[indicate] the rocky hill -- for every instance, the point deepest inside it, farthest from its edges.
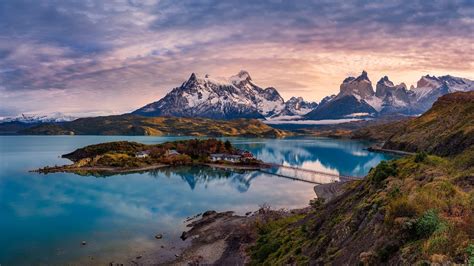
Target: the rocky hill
(448, 125)
(414, 210)
(157, 126)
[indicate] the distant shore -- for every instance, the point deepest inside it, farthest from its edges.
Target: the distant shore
(118, 170)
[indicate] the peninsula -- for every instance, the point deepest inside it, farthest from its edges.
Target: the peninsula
(125, 156)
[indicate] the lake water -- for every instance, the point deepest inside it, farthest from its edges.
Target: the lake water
(44, 218)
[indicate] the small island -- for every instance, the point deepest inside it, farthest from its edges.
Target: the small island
(125, 156)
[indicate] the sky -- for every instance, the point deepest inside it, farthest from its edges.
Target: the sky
(90, 57)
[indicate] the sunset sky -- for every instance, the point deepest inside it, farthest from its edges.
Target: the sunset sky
(107, 57)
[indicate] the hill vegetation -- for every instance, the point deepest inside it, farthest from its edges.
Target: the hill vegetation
(446, 129)
(418, 209)
(413, 210)
(157, 126)
(124, 156)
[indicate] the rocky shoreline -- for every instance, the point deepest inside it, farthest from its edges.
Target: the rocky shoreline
(223, 238)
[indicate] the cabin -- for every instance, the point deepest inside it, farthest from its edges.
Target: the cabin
(171, 153)
(225, 157)
(142, 154)
(247, 155)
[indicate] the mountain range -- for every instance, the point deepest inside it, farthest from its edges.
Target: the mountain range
(235, 97)
(240, 97)
(357, 97)
(35, 118)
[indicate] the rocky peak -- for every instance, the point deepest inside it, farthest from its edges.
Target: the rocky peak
(384, 86)
(359, 87)
(428, 82)
(242, 78)
(386, 81)
(363, 77)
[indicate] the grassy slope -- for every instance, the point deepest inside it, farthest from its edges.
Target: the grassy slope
(157, 126)
(447, 128)
(411, 210)
(424, 211)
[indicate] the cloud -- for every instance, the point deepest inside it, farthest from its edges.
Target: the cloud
(120, 55)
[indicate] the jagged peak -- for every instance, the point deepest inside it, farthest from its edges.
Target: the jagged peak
(348, 79)
(363, 76)
(385, 81)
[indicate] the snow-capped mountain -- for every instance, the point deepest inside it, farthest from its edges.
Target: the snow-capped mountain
(429, 88)
(235, 97)
(357, 97)
(297, 106)
(35, 118)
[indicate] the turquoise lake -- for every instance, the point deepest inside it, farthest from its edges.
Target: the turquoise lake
(44, 218)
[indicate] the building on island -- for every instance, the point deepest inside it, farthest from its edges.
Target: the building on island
(225, 157)
(246, 155)
(142, 154)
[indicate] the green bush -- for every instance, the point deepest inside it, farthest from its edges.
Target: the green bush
(383, 170)
(428, 223)
(401, 207)
(420, 157)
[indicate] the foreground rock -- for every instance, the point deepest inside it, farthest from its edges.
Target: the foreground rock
(217, 238)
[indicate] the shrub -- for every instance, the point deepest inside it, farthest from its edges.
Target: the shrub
(401, 207)
(428, 223)
(470, 254)
(420, 157)
(316, 203)
(383, 170)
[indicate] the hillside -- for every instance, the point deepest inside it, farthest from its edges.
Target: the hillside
(414, 210)
(448, 125)
(157, 126)
(417, 209)
(409, 211)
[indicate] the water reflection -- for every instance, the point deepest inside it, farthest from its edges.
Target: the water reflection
(45, 217)
(194, 175)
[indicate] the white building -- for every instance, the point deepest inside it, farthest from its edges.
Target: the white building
(225, 157)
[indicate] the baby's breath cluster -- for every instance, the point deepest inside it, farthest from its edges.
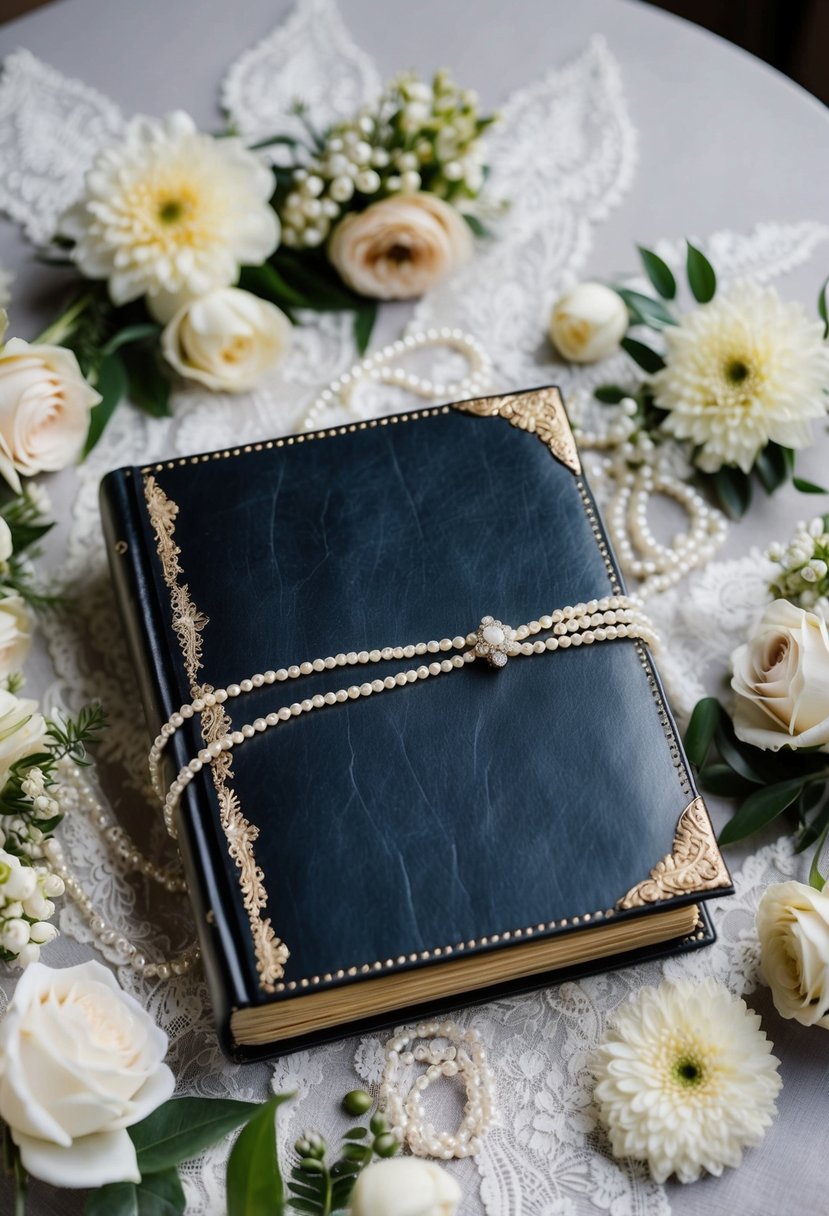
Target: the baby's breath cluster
(804, 576)
(418, 138)
(26, 907)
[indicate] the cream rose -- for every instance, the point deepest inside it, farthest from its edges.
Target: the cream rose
(793, 925)
(400, 247)
(405, 1186)
(587, 322)
(15, 635)
(22, 731)
(44, 409)
(226, 339)
(782, 681)
(80, 1062)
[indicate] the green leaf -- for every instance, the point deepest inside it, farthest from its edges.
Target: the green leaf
(254, 1183)
(701, 279)
(364, 324)
(610, 394)
(733, 490)
(648, 360)
(772, 467)
(721, 778)
(139, 332)
(158, 1194)
(646, 310)
(184, 1127)
(807, 487)
(761, 809)
(659, 274)
(148, 380)
(111, 384)
(704, 721)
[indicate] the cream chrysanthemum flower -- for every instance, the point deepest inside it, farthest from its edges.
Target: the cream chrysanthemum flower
(686, 1079)
(171, 213)
(740, 371)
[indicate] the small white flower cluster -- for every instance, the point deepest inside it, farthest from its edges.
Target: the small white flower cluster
(26, 906)
(419, 136)
(805, 567)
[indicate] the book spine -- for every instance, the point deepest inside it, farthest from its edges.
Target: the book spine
(141, 612)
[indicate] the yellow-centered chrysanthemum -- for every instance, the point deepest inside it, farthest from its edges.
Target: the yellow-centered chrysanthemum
(740, 371)
(686, 1079)
(171, 213)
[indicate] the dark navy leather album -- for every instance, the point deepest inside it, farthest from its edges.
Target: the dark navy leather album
(433, 756)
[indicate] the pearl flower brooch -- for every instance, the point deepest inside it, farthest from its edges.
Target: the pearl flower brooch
(495, 642)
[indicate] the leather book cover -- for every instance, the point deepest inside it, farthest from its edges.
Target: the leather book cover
(443, 842)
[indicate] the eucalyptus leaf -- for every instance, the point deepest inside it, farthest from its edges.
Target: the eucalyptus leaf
(701, 277)
(647, 359)
(733, 489)
(364, 325)
(760, 809)
(184, 1127)
(111, 384)
(807, 487)
(254, 1183)
(610, 394)
(772, 467)
(703, 725)
(659, 272)
(157, 1194)
(646, 310)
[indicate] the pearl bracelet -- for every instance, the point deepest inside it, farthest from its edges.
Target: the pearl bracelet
(598, 620)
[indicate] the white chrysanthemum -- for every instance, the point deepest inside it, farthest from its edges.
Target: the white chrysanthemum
(170, 212)
(686, 1079)
(740, 371)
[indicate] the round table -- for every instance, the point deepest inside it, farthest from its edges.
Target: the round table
(725, 142)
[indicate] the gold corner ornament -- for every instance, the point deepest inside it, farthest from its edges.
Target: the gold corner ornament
(693, 865)
(540, 411)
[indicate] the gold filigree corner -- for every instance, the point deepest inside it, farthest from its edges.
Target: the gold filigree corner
(540, 411)
(693, 865)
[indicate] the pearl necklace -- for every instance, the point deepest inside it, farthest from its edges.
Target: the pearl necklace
(637, 478)
(378, 369)
(599, 620)
(451, 1053)
(74, 794)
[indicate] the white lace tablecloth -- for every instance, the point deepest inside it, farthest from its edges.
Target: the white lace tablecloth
(620, 125)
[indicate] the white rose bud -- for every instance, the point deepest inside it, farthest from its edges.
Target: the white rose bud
(80, 1062)
(44, 409)
(400, 247)
(15, 634)
(15, 935)
(793, 925)
(226, 339)
(588, 322)
(782, 681)
(405, 1186)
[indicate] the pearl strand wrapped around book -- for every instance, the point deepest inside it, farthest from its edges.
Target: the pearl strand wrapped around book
(582, 624)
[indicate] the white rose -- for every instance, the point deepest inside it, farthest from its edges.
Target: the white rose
(44, 409)
(793, 925)
(226, 339)
(405, 1186)
(15, 634)
(782, 681)
(22, 731)
(80, 1062)
(587, 322)
(400, 247)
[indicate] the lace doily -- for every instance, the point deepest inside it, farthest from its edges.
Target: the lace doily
(564, 156)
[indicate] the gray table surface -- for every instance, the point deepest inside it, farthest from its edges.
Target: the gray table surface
(725, 142)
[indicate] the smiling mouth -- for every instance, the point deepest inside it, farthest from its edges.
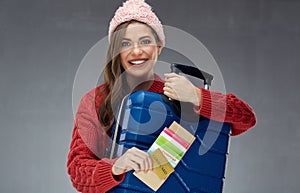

=======

[Exercise instructions] Write the lines from the one containing "Target: the white rose bud" through the end of the data above exactly as they appear, and do not carry over any picture.

[Output below]
Target: the white rose bud
(80, 1062)
(44, 409)
(400, 247)
(15, 634)
(15, 935)
(793, 925)
(226, 339)
(588, 322)
(782, 681)
(405, 1186)
[indicate] the pearl strand wrapped around book -- for every instance, the point deepest inside it, farthest from its edges.
Target: the pearl strand wrapped around book
(582, 624)
[indicate] the white rose -- for every instance, the point deepest inside it, farthest from its edges.
Target: the white rose
(44, 409)
(793, 925)
(226, 339)
(405, 1186)
(15, 634)
(782, 681)
(22, 731)
(80, 1062)
(587, 322)
(400, 247)
[indicate] the lace doily -- for every instance, the point deepest inside it, farthest from its edges.
Target: the lace doily
(564, 156)
[indicate] the gray table surface -- for every instance, the point deepest inside it, farthest from its edges.
Target: the gray table surface
(725, 142)
[indicate] the smiling mouth -- for every instance, the point deepest inside it, farthest from its edges.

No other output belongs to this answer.